# Task to complete:
Can you extract the full article below on public EV charging in Australia, word for word from its title to its final sentence?

Out of Order, Long Queues and Wait Times: We Need To Rethink Public EV Charging in Australia

Out of Order, Long Queues and Wait Times: We Need To Rethink Public EV Charging in Australia

During a 1,000km drive in the 2022 MG ZS EV over four days, I had to stop in at five public chargers (and charged at the homes I stayed at each night). It gave me time to see a snapshot of Australia’s charging infrastructure, if only within a 1,000km stretch of the roads between Sydney and Coffs Harbour on the east coast. I came to realise that the public EV charger rollout had problems that we’re not openly addressing.

This is obviously a limited snapshot, however, and although it isn’t representative of the entire charging network, it is representative of the infrastructure you’d expect if you were to do a drive between Sydney and Brisbane (with Coffs Harbour roughly in the middle).

If you haven’t read my MG ZS EV review, the TL;DR is that Australia’s cheapest EV is perfectly capable of driving between Australia’s main cities, however, this ability is entirely reliant on charging infrastructure within approximately 250km range of each other across the route.

This is something I gently teased out in that review, but wanted to elaborate on further. I think we’re a long way away from having the best-optimised EV charging infrastructure across Australia and, as of 2022, I want to discuss where we’re at, for both EV owners and those that are EV-curious.

# Excerpts of pointing data:
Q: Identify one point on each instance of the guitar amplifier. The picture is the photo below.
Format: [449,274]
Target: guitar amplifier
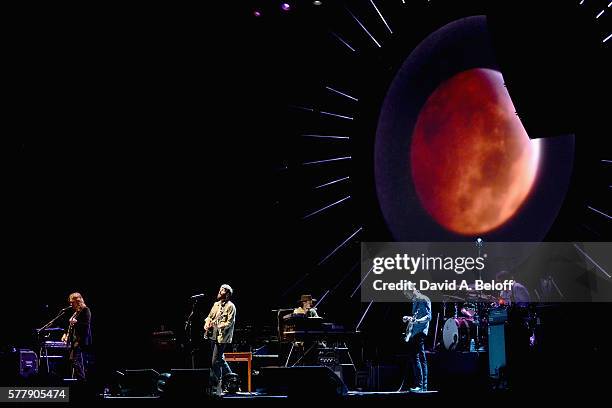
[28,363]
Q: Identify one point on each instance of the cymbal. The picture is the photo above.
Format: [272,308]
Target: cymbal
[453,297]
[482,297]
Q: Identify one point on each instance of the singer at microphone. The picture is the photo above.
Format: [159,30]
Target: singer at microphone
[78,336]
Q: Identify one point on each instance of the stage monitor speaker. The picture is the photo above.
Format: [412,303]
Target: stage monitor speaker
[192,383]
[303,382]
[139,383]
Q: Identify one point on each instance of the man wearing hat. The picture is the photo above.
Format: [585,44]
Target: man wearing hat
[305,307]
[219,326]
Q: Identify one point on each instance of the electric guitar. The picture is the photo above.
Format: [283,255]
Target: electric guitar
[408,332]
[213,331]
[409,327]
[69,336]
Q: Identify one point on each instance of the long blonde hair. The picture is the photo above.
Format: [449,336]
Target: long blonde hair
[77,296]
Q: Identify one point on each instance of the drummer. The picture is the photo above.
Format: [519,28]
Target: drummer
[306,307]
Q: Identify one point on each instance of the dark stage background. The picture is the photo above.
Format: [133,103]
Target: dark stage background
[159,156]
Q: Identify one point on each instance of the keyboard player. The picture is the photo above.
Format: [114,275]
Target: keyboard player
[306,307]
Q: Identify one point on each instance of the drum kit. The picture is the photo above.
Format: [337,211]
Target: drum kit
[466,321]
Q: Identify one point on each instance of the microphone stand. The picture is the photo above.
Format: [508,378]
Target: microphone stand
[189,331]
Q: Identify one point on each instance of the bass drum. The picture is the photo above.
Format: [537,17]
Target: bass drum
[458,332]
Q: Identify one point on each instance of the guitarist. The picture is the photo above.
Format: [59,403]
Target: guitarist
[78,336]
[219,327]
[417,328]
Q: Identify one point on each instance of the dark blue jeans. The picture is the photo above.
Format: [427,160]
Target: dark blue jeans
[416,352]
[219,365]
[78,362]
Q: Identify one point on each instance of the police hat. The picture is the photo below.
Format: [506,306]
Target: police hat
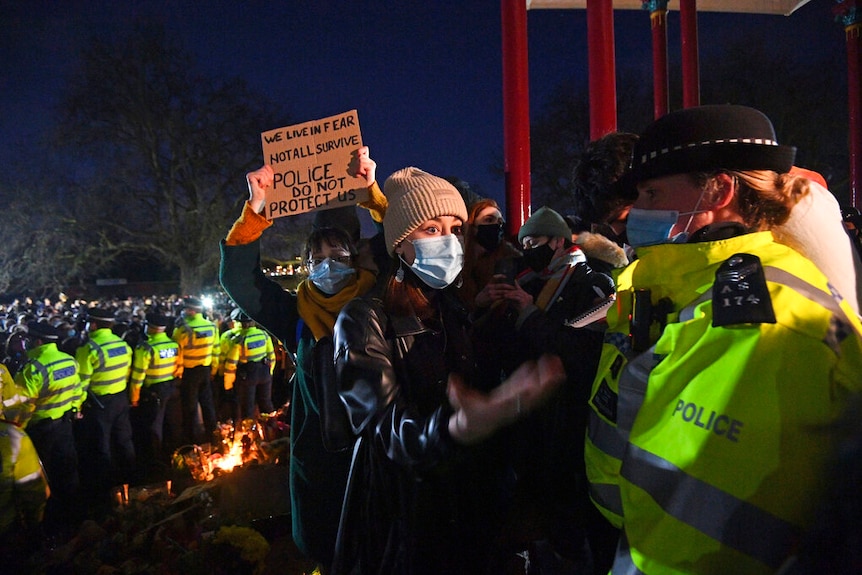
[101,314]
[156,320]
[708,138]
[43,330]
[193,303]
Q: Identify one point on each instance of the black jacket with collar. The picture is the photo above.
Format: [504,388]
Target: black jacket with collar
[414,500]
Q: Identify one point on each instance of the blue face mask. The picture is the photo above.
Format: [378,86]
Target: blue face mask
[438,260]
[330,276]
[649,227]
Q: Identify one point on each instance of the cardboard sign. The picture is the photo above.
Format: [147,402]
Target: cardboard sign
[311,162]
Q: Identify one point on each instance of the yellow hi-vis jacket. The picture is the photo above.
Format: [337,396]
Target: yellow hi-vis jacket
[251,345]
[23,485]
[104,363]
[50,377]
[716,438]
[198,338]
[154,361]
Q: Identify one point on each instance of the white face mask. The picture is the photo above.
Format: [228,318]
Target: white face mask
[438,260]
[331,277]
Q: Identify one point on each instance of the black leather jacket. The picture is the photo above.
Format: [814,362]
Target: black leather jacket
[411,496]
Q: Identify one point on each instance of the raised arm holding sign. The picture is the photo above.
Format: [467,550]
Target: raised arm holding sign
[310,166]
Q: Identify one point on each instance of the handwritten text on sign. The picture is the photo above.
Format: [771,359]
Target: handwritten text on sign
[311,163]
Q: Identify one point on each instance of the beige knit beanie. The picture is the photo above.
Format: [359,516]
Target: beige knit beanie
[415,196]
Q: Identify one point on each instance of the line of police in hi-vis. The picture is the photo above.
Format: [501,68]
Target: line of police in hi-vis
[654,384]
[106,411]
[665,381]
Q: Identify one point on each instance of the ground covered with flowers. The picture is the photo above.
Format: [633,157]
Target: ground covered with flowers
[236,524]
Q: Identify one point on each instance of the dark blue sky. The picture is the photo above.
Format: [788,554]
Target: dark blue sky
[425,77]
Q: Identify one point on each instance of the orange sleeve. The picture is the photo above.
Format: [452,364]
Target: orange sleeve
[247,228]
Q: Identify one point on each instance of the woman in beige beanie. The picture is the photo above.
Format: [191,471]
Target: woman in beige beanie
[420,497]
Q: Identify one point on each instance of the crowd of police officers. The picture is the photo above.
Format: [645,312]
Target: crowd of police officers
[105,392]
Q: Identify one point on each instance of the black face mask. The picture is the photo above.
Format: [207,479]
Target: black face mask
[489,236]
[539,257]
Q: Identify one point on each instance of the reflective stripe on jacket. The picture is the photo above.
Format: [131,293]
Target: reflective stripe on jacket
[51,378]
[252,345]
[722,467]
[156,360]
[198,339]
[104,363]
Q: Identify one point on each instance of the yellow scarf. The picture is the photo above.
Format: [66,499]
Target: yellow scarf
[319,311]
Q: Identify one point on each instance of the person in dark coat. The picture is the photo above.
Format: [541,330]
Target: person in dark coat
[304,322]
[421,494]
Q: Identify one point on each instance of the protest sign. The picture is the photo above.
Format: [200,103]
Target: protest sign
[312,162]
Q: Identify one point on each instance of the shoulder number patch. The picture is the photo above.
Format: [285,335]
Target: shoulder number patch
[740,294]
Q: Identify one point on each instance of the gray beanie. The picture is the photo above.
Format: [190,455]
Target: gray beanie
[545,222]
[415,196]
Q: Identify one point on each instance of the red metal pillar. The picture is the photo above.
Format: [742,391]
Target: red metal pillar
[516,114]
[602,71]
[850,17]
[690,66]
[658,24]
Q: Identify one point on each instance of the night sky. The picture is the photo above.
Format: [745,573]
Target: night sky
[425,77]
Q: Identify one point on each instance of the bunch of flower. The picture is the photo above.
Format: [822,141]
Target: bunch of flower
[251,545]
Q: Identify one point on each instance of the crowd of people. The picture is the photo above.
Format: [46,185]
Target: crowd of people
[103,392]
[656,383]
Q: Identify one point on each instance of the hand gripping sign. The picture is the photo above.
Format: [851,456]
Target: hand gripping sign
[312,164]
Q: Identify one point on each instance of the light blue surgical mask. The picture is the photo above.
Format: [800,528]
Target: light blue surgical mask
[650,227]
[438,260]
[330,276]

# Exercise answer:
Out of Order, Long Queues and Wait Times: We Need To Rethink Public EV Charging in Australia

Out of Order, Long Queues and Wait Times: We Need To Rethink Public EV Charging in Australia

During a 1,000km drive in the 2022 MG ZS EV over four days, I had to stop in at five public chargers (and charged at the homes I stayed at each night). It gave me time to see a snapshot of Australia’s charging infrastructure, if only within a 1,000km stretch of the roads between Sydney and Coffs Harbour on the east coast. I came to realise that the public EV charger rollout had problems that we’re not openly addressing.

This is obviously a limited snapshot, however, and although it isn’t representative of the entire charging network, it is representative of the infrastructure you’d expect if you were to do a drive between Sydney and Brisbane (with Coffs Harbour roughly in the middle).

If you haven’t read my MG ZS EV review, the TL;DR is that Australia’s cheapest EV is perfectly capable of driving between Australia’s main cities, however, this ability is entirely reliant on charging infrastructure within approximately 250km range of each other across the route.

This is something I gently teased out in that review, but wanted to elaborate on further. I think we’re a long way away from having the best-optimised EV charging infrastructure across Australia and, as of 2022, I want to discuss where we’re at, for both EV owners and those that are EV-curious.